[Source data]
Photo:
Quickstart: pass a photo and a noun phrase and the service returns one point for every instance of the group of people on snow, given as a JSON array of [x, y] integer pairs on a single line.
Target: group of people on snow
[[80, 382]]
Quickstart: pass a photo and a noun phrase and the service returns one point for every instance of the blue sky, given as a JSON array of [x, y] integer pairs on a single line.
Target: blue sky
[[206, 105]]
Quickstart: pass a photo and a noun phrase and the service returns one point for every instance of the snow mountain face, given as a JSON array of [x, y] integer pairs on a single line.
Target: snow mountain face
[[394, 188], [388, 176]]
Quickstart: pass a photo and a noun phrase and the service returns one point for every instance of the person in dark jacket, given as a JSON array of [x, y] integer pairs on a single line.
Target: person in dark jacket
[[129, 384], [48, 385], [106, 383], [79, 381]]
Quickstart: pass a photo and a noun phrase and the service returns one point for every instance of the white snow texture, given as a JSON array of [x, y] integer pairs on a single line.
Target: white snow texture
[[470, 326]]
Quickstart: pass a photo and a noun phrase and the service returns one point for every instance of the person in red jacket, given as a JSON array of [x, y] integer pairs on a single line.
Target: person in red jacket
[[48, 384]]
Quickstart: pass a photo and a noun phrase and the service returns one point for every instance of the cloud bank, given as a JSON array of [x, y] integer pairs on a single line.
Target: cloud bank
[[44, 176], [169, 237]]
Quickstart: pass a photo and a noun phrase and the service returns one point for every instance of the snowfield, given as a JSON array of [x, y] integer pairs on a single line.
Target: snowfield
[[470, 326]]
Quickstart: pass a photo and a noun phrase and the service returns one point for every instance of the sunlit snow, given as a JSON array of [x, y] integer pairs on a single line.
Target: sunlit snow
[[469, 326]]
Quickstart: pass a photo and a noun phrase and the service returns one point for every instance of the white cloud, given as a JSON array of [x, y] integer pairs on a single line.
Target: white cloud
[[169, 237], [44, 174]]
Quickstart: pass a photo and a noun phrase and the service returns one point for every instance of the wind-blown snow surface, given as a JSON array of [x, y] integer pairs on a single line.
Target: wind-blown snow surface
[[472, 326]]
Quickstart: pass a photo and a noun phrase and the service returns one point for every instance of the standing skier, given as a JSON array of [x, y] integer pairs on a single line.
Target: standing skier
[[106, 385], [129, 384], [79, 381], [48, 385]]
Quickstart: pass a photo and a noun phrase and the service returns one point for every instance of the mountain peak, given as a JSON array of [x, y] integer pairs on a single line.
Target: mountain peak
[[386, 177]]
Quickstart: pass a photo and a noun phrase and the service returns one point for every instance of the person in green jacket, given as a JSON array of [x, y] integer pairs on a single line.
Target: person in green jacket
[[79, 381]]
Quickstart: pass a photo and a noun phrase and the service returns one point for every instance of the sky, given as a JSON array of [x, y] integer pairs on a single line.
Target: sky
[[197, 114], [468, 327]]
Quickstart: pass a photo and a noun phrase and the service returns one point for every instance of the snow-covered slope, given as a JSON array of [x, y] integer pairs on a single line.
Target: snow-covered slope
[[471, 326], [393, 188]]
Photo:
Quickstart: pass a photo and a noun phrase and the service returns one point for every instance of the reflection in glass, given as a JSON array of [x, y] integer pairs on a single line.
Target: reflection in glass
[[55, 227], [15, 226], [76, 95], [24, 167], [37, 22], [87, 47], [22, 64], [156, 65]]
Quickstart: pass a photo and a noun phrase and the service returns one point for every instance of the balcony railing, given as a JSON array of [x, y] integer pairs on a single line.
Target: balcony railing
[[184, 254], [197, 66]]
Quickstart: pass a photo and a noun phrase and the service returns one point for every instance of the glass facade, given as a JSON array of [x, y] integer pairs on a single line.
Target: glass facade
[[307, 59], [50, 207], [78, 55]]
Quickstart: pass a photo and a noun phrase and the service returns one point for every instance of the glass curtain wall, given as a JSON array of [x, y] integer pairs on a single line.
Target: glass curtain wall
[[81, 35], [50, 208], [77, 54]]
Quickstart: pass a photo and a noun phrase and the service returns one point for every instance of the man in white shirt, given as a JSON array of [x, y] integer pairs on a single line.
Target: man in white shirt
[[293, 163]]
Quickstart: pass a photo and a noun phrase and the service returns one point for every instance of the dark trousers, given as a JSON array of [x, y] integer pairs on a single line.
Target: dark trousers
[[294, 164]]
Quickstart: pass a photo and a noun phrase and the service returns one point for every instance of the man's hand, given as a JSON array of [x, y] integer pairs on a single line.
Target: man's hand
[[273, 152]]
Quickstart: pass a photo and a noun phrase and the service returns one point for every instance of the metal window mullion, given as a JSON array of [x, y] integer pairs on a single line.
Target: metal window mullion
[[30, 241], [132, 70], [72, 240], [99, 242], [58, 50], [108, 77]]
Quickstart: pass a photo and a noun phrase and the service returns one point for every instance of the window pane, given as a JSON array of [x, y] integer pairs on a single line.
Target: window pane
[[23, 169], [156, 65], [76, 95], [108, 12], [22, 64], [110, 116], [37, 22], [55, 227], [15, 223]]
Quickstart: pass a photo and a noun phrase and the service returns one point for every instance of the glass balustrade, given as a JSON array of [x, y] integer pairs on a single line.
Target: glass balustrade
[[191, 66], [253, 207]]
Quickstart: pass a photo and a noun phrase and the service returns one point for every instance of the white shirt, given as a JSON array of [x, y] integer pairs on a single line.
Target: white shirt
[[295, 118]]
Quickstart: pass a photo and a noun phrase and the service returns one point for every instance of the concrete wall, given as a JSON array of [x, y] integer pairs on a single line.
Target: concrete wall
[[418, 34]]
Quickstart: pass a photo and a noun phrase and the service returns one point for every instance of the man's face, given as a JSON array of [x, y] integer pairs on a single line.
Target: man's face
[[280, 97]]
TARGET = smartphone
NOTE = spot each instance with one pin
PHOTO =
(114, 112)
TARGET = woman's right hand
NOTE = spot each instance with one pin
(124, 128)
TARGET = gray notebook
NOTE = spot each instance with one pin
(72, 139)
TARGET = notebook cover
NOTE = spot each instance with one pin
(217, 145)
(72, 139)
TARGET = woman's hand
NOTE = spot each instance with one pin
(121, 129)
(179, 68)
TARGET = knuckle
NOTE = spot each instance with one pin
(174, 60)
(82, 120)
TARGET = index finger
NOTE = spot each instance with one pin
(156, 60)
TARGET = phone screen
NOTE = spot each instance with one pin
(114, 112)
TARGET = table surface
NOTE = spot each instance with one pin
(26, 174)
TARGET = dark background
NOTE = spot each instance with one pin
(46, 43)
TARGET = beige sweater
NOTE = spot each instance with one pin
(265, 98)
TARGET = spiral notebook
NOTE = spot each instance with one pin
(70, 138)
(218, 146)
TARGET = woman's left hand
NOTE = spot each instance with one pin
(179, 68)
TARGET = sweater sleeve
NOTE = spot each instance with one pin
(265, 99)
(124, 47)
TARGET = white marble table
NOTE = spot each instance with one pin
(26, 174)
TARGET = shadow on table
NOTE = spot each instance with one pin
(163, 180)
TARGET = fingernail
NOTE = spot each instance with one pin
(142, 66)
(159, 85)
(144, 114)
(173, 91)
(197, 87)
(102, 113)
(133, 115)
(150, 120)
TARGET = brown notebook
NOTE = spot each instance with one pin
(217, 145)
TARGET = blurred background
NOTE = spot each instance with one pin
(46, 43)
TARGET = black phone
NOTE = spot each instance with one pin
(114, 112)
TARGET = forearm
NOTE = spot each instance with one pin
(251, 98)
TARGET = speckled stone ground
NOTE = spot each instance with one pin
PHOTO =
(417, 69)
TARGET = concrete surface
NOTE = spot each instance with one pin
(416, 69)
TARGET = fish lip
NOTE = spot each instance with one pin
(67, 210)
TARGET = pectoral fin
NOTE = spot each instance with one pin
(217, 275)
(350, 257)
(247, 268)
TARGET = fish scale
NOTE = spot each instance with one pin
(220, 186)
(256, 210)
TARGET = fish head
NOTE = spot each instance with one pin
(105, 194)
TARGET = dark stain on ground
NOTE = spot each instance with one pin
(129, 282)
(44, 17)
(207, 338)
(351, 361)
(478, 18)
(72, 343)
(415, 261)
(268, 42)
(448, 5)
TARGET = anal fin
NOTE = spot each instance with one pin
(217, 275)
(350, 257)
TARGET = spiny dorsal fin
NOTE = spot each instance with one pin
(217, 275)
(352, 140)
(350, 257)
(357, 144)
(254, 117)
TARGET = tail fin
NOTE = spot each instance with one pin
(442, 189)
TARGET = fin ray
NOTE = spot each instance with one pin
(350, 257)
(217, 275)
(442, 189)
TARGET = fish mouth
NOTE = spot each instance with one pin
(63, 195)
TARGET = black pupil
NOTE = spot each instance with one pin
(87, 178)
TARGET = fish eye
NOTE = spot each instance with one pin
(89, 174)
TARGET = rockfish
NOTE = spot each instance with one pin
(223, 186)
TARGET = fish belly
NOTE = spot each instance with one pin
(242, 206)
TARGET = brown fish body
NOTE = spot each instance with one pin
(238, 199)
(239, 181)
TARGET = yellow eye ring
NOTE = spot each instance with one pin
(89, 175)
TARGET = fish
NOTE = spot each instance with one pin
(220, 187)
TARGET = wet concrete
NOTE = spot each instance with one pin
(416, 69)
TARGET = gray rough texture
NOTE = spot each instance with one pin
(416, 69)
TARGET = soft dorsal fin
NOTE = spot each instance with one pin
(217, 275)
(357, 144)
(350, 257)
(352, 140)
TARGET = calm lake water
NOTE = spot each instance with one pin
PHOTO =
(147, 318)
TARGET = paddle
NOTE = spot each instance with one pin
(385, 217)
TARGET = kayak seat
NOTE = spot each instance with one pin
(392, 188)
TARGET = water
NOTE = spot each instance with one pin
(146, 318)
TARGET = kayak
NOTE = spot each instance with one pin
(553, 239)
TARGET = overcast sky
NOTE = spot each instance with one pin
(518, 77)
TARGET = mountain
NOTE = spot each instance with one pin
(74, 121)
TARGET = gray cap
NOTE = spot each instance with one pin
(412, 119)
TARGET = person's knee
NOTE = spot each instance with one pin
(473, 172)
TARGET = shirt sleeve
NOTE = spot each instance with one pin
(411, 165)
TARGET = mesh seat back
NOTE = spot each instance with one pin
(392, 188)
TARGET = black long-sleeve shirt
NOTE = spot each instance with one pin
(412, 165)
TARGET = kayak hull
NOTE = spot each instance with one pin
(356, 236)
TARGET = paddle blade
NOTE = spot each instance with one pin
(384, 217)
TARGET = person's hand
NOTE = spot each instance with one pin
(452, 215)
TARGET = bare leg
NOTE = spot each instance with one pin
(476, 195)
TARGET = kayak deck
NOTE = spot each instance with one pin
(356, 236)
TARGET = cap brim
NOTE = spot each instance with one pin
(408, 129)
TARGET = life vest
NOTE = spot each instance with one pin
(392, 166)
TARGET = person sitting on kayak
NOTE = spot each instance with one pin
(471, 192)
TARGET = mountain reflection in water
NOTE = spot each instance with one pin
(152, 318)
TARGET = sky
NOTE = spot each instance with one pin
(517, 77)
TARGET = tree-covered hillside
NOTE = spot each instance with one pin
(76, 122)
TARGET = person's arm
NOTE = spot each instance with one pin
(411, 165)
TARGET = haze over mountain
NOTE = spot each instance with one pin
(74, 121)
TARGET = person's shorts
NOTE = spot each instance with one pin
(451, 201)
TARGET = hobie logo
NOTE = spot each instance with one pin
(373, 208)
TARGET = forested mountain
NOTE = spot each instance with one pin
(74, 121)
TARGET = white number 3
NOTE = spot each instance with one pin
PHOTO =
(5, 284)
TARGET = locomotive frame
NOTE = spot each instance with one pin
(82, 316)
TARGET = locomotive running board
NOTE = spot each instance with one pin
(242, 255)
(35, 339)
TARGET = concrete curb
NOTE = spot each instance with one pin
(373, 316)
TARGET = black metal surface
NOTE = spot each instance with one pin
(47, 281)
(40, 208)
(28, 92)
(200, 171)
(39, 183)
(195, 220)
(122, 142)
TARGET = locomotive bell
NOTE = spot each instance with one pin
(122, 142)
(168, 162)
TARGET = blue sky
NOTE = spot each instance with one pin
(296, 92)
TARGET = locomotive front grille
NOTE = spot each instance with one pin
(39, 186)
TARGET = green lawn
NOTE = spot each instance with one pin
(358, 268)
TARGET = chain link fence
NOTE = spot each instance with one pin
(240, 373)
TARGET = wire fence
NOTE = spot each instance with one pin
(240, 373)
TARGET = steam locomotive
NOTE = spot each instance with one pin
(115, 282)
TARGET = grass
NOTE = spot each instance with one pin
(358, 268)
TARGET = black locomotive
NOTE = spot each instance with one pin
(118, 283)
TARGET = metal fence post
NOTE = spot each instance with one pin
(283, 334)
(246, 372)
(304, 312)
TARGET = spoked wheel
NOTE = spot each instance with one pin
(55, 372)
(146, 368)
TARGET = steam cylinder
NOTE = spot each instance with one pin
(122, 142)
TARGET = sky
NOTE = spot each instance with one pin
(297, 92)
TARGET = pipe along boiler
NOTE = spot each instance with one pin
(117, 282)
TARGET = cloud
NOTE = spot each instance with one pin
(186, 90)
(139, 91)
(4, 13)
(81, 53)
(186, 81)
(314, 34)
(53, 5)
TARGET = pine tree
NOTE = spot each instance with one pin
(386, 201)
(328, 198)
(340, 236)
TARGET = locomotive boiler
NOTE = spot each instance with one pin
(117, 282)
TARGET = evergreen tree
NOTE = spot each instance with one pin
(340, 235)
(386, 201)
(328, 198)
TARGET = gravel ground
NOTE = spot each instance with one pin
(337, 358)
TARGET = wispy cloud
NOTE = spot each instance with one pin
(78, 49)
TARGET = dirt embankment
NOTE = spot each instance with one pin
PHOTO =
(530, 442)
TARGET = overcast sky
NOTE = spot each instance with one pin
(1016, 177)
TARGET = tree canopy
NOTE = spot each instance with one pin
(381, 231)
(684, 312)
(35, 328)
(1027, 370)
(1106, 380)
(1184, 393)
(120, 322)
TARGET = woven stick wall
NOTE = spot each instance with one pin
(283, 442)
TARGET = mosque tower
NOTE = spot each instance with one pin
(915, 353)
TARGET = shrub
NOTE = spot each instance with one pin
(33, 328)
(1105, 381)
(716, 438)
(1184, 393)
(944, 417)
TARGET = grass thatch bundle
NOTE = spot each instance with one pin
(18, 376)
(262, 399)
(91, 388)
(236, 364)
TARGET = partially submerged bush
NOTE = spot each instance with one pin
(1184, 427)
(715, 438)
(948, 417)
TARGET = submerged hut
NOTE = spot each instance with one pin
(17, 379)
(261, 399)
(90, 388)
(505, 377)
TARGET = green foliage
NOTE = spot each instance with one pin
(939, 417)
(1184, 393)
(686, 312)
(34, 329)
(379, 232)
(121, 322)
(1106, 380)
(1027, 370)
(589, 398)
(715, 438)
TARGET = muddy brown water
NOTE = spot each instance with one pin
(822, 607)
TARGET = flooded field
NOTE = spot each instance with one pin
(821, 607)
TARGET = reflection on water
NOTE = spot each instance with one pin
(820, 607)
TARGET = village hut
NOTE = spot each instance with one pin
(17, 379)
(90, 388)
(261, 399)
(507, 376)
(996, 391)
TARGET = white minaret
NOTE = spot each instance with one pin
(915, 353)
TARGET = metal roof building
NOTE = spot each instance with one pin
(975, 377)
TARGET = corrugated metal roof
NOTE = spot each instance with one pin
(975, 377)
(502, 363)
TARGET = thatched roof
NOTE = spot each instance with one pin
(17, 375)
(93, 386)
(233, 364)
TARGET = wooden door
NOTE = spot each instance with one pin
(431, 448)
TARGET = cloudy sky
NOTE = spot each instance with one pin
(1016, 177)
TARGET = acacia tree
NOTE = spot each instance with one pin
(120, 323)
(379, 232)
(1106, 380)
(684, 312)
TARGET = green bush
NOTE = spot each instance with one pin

Requirements:
Your task is to reproduce, exactly and exclusively, the lines from the one holding "TARGET = reflection on water" through the final line of the listing.

Solution to the problem:
TARGET = reflection on water
NOTE = spot each instance with one pin
(820, 607)
TARGET = village hut
NOTE = spot each instance with one pin
(17, 379)
(90, 388)
(261, 399)
(507, 376)
(996, 391)
TARGET = white minaret
NOTE = spot each instance with one pin
(915, 353)
TARGET = metal roof building
NOTE = spot each instance with one pin
(975, 377)
TARGET = corrugated metal roof
NOTE = spot each instance with one pin
(975, 377)
(502, 363)
TARGET = thatched roof
NOTE = spot each instance with one pin
(17, 375)
(93, 386)
(233, 364)
TARGET = wooden door
NOTE = spot each instance with one pin
(431, 448)
TARGET = cloudy sky
NOTE = spot each instance with one pin
(1016, 177)
TARGET = acacia tree
NOTE = spot each instance with one pin
(120, 323)
(379, 232)
(1106, 380)
(684, 312)
TARGET = green bush
NOTE = spot each instance with one pin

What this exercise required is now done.